§ **Given problem**
In the copy, include every entry exactly but none of the pictures.

####

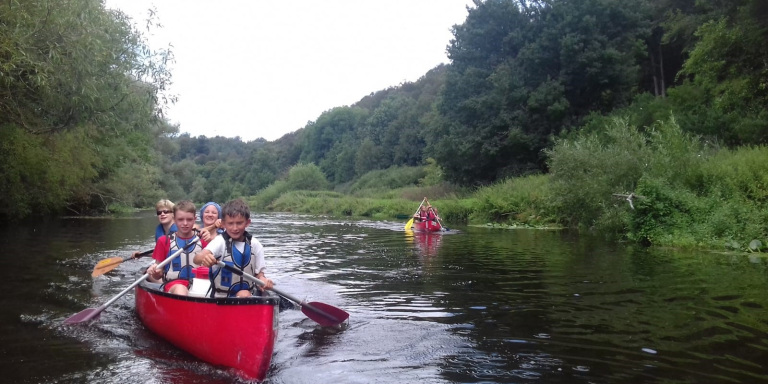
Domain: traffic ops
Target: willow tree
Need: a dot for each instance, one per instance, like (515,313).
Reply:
(81,100)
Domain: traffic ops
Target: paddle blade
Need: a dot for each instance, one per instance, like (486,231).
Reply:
(106,265)
(83,316)
(324,314)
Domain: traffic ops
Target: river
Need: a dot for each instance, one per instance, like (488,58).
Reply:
(471,305)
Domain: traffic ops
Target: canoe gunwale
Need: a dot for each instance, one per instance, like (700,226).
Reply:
(270,299)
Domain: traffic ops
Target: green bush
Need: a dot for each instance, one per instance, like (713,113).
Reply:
(306,177)
(526,200)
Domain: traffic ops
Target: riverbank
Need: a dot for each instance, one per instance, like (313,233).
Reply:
(657,186)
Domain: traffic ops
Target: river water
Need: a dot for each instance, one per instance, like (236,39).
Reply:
(471,305)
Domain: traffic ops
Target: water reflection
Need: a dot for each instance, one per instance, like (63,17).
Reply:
(477,306)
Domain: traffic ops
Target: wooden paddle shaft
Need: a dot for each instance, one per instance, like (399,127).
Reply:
(146,275)
(283,294)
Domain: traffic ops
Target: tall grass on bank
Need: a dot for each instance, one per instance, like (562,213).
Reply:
(689,192)
(692,194)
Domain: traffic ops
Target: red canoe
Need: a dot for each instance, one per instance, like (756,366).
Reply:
(426,226)
(237,333)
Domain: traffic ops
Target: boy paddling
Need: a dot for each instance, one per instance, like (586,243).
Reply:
(236,248)
(178,273)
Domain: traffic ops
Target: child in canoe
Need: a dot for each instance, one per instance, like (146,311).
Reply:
(177,274)
(236,248)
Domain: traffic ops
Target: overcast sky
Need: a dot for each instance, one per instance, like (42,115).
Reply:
(257,68)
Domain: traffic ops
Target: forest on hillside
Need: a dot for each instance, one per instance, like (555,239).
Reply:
(83,131)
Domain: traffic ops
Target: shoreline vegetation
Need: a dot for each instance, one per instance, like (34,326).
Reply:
(687,192)
(548,114)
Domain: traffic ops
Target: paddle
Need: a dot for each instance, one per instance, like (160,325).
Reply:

####

§ **Output for this exercise**
Domain: traffic ops
Target: willow tree
Need: a dot for each instance, one per instance, like (515,313).
Reply:
(81,100)
Domain: traffic ops
Target: paddle blade
Need: a dot for each instance, one per instance, like (486,231).
Reply:
(106,265)
(83,316)
(324,314)
Domain: traffic ops
Target: river
Need: a dot for each instance, one per instance, like (488,58).
Reply:
(471,305)
Domain: traffic ops
Target: canoe gunwale
Need: a dot for each instance, one per instance, like (700,226).
Reply:
(270,299)
Domain: traffic ops
Target: green bush
Need: a dot for each instance, one per instance, like (713,113).
Reply:
(306,177)
(526,200)
Domain: traffic ops
Target: riverbank
Need: a dot for each instance, one per instance, like (313,233).
Reply:
(657,186)
Domain: traffic ops
Target: river water
Need: a dot for each instance, one per instance, like (236,39).
Reply:
(471,305)
Domain: traffic ops
Target: water reflection
Need: a dot for each instance, one per instance, like (63,17).
Reply:
(477,306)
Domain: traffic ops
Target: wooden paddle shaft
Need: a dot for each instance, one per instance, like (399,127).
Reply:
(146,275)
(283,294)
Domain: traffic ops
Target: tall grass on bank
Need: a dot for each instance, one per instance, like (562,213).
Reply:
(689,192)
(692,194)
Domain: traffic ops
Target: red canoe
Need: a dot for each instance, one per instance, like (756,366).
Reply:
(426,226)
(237,333)
Domain: traffic ops
Target: boy paddling
Need: a dot for each instance, one per instance, like (586,243).
Reply:
(236,248)
(178,273)
Domain: traffic ops
Target: child in canoe
Need: a dot for each instance, one per instance, like (146,311).
Reply:
(177,274)
(236,248)
Domain: traffic ops
Target: overcast sky
Need: a dot for each instance, one per instance, like (42,115).
Reply:
(257,68)
Domain: traffic ops
Target: forest on hillside
Need: a dot for each instance, one per instance, like (555,239).
Reply:
(83,131)
Domain: traffic ops
Target: shoreline vegetation
Need: a dot for each instance, one per instance, like (34,326).
Reply:
(687,192)
(548,114)
Domain: traffic ops
Target: paddle
Need: a dot for each instance, one per instance, like (160,325).
Reply:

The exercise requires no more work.